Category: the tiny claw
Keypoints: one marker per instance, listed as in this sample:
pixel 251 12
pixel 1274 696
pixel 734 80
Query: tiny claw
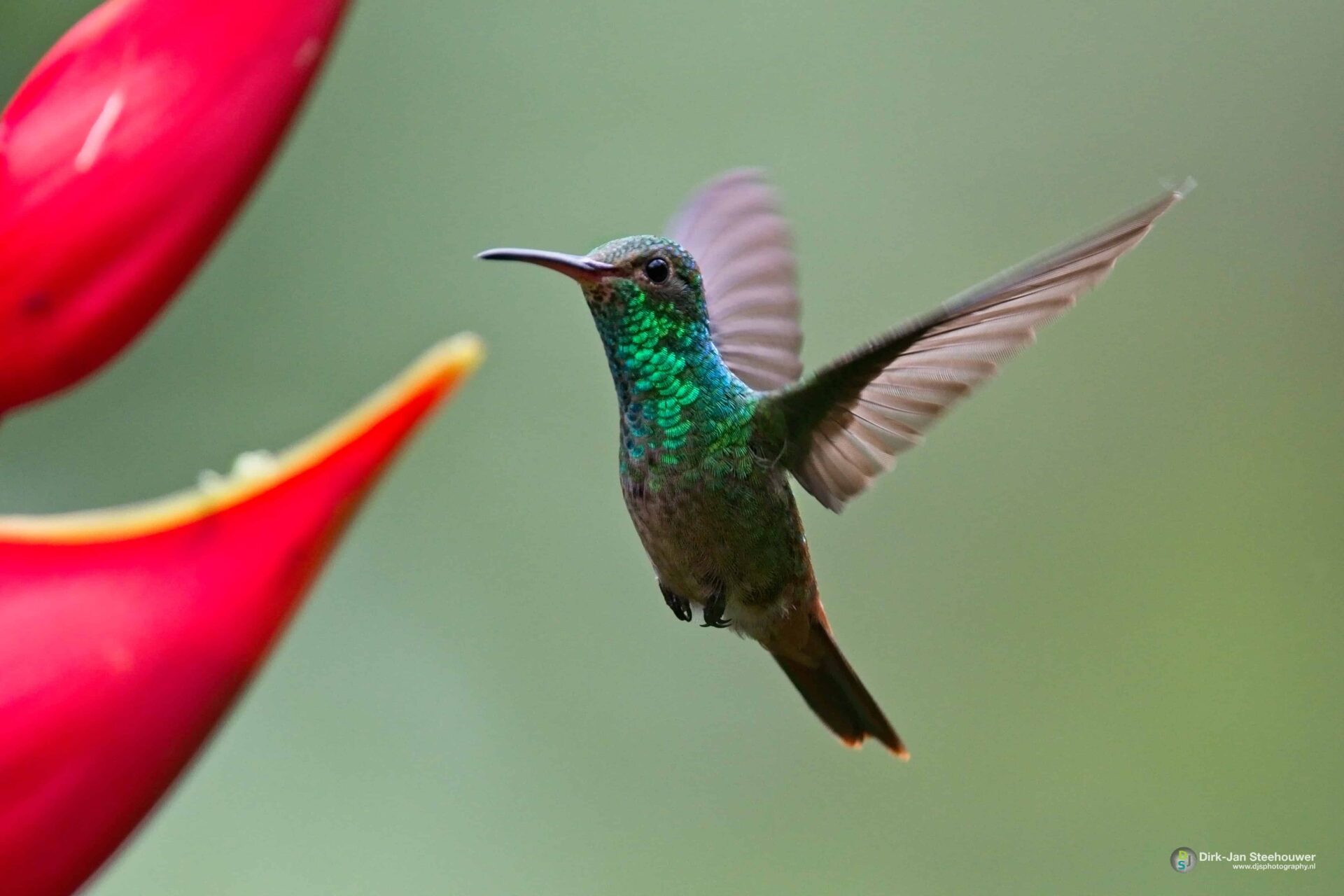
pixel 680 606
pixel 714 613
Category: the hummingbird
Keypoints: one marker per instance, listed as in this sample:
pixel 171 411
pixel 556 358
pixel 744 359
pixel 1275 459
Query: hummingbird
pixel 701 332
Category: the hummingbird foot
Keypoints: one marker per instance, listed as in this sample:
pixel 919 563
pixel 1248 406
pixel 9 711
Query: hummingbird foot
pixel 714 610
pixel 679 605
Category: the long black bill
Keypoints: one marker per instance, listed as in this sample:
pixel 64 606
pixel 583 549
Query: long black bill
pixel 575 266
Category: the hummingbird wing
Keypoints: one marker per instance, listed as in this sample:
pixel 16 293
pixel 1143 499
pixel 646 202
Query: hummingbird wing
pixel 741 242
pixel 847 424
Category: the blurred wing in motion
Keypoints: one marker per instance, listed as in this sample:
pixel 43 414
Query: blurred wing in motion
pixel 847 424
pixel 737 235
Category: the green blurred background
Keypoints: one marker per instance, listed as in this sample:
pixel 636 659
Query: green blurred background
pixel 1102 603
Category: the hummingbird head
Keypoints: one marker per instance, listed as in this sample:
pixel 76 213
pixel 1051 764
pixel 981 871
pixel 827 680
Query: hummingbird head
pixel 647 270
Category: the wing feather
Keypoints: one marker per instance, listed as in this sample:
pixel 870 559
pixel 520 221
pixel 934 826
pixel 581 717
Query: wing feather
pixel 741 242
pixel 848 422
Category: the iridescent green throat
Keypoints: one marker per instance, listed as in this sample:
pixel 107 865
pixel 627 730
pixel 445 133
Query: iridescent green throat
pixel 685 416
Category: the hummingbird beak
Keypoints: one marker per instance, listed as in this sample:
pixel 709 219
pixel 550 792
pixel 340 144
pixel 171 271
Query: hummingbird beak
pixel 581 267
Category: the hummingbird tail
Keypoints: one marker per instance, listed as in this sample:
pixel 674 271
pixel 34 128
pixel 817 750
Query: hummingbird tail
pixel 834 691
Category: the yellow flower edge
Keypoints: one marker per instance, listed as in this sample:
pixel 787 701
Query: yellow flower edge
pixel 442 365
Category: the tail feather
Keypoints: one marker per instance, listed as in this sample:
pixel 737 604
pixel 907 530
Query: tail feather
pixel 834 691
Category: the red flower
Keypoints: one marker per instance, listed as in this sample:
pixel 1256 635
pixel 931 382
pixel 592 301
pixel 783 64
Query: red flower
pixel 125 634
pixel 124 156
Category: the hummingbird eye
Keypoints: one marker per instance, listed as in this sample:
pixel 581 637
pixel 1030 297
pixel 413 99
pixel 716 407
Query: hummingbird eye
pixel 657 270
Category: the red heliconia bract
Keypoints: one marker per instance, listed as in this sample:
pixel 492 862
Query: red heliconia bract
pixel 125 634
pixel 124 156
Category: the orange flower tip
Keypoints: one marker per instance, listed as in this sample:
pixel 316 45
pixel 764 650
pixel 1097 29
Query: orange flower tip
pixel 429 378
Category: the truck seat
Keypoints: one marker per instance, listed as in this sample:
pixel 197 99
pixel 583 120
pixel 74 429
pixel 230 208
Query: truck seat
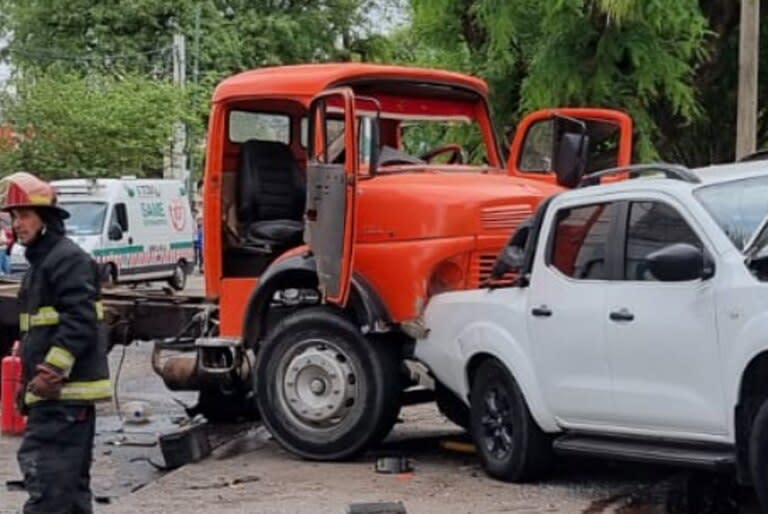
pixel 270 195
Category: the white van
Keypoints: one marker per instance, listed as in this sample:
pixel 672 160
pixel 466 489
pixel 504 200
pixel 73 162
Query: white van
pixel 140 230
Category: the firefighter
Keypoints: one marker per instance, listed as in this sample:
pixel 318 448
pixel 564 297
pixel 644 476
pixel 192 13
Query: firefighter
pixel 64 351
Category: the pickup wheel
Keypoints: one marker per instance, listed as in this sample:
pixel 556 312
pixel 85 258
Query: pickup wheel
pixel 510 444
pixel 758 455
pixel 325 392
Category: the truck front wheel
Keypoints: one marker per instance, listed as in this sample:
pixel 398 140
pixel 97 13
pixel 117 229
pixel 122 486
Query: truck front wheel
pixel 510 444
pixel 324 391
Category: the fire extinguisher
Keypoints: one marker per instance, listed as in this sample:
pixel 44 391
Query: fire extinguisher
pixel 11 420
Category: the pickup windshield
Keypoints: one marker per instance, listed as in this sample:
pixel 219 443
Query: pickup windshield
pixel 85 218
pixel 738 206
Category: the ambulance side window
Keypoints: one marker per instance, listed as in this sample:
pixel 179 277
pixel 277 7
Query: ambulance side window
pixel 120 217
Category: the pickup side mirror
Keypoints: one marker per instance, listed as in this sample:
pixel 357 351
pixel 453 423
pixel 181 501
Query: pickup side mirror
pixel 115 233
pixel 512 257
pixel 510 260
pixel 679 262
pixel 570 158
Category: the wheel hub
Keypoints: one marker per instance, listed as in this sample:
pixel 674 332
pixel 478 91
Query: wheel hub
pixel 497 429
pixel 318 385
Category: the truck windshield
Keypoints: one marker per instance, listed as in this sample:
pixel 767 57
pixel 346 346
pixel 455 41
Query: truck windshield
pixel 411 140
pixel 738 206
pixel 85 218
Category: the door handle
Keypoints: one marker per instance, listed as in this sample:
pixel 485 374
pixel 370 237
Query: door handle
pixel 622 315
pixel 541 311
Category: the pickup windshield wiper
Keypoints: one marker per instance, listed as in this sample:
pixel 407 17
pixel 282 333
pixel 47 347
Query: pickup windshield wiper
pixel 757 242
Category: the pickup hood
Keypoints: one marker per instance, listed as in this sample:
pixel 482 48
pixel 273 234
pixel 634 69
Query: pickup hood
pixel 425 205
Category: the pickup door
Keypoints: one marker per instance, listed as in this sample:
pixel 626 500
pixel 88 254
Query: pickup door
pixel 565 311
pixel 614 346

▬▬▬▬▬▬▬▬▬▬

**TASK**
Retype the entire listing above word for word, with the pictures left out.

**FINAL RESULT**
Category: the tiny claw
Keypoints: one marker per instance, listed as in this sample:
pixel 251 12
pixel 1274 696
pixel 734 80
Query: tiny claw
pixel 680 606
pixel 714 613
Category: the hummingbird
Keypoints: one marker per instance, listed as in this sample:
pixel 171 411
pixel 556 358
pixel 744 359
pixel 1275 459
Query: hummingbird
pixel 701 332
Category: the hummingbird foot
Keypoints: one marker per instance, listed as in this sample:
pixel 919 563
pixel 1248 406
pixel 9 711
Query: hummingbird foot
pixel 714 610
pixel 679 605
Category: the long black bill
Keypoints: one marker per instance, listed as in this sample:
pixel 64 606
pixel 583 549
Query: long black bill
pixel 575 266
Category: the hummingbird wing
Keypoints: one marker per instance, listed as in this sample:
pixel 16 293
pixel 1143 499
pixel 646 202
Query: hummingbird wing
pixel 741 242
pixel 847 424
Category: the blurred wing in motion
Keypoints: one marker per instance, listed as in this sample:
pixel 43 414
Query: blurred wing in motion
pixel 847 424
pixel 737 235
Category: the green blurred background
Keypoints: one marker per instance, listed as in this sample:
pixel 636 659
Query: green blurred background
pixel 1102 603
Category: the hummingbird head
Keypoints: one marker per instance, listed as in this sample:
pixel 76 213
pixel 1051 764
pixel 981 871
pixel 827 680
Query: hummingbird head
pixel 647 270
Category: the wing feather
Keypoints: one marker per instance, listed as in this sample:
pixel 870 559
pixel 520 221
pixel 934 826
pixel 581 717
Query: wing feather
pixel 741 242
pixel 848 422
Category: the iridescent green throat
Keypoints: one marker per instance, listed as in this sample:
pixel 107 865
pixel 627 730
pixel 445 133
Query: iridescent green throat
pixel 685 416
Category: the hummingbird beak
Keypoints: one marker per instance, listed as in this sample:
pixel 709 219
pixel 550 792
pixel 340 144
pixel 171 271
Query: hummingbird beak
pixel 581 267
Category: the hummingbird tail
Keypoints: one marker per instance, listed as in this sample:
pixel 674 271
pixel 34 128
pixel 817 750
Query: hummingbird tail
pixel 834 691
Category: the yellow flower edge
Keypoints: one marker per instance, listed as in this sample:
pixel 787 701
Query: yellow flower edge
pixel 442 365
Category: the tail feather
Keypoints: one marker per instance, listed as in this sample:
pixel 737 604
pixel 907 530
Query: tail feather
pixel 834 691
Category: the red flower
Keypoints: one marker per instance, listed as in this sample:
pixel 1256 635
pixel 931 382
pixel 592 301
pixel 783 64
Query: red flower
pixel 125 634
pixel 124 156
Category: the hummingbird eye
Keypoints: one marker per instance, listed as in this sample:
pixel 581 637
pixel 1030 297
pixel 413 99
pixel 716 407
Query: hummingbird eye
pixel 657 270
Category: the red heliconia bract
Keypoints: one marker per instance, listed as in this sample:
pixel 492 862
Query: red heliconia bract
pixel 125 634
pixel 124 156
Category: the orange flower tip
Keypoints: one marker per instance, listed as in this sample:
pixel 316 45
pixel 764 650
pixel 1097 29
Query: orange flower tip
pixel 429 378
Category: the truck seat
Keypoints: one marker per instance, listed as in this sample:
pixel 197 99
pixel 583 120
pixel 74 429
pixel 230 208
Query: truck seat
pixel 270 195
Category: the white van
Keypoints: one marker per instance, listed as in this sample:
pixel 672 160
pixel 466 489
pixel 504 200
pixel 73 162
Query: white van
pixel 140 230
Category: the firefighter
Keypoints: one marker per instance, listed as in this sample:
pixel 318 448
pixel 564 297
pixel 644 476
pixel 192 13
Query: firefighter
pixel 64 351
Category: the pickup wheel
Keypoints: one marker per instance, listed as in this sample:
pixel 556 312
pixel 85 258
Query: pickup wheel
pixel 510 444
pixel 758 455
pixel 325 392
Category: the truck front wheel
Keypoints: one marker per instance, listed as in this sample:
pixel 398 140
pixel 97 13
pixel 117 229
pixel 122 486
Query: truck front wheel
pixel 510 444
pixel 324 391
Category: the fire extinguisher
Keypoints: one marker per instance, listed as in this sample:
pixel 44 391
Query: fire extinguisher
pixel 11 420
Category: the pickup windshield
Keypoints: one marker per instance, listed as in this sample:
pixel 219 443
Query: pickup windshield
pixel 85 218
pixel 738 206
Category: the ambulance side window
Keypoints: one marker per instance, listed as in this sample:
pixel 179 277
pixel 277 7
Query: ambulance side window
pixel 120 217
Category: the pickup side mirror
Keypoints: one marker per instance, listed as in this sample:
pixel 357 351
pixel 453 423
pixel 181 501
Query: pickup side mirror
pixel 115 233
pixel 512 257
pixel 510 260
pixel 679 262
pixel 570 158
Category: the wheel hub
Keypoints: one marker per instance, listed as in this sample:
pixel 674 332
pixel 478 91
Query: wheel hub
pixel 497 429
pixel 318 385
Category: the truck windshield
Keypoints: one marker per instance, listed as in this sample:
pixel 767 57
pixel 346 346
pixel 455 41
Query: truck windshield
pixel 411 140
pixel 738 206
pixel 85 218
Category: the door handle
Keypoints: one marker per instance, listed as in this sample:
pixel 485 374
pixel 370 237
Query: door handle
pixel 622 315
pixel 541 311
Category: the pickup windshield wiper
Keypoints: one marker per instance, listed as in this sample:
pixel 407 17
pixel 282 333
pixel 47 347
Query: pickup windshield wiper
pixel 757 242
Category: the pickup hood
Keypoints: one marker per instance, listed as in this sample:
pixel 482 48
pixel 273 234
pixel 634 69
Query: pickup hood
pixel 425 205
Category: the pickup door
Keypoints: one marker per instance, listed as in this sample:
pixel 626 500
pixel 88 254
Query: pickup door
pixel 565 311
pixel 614 346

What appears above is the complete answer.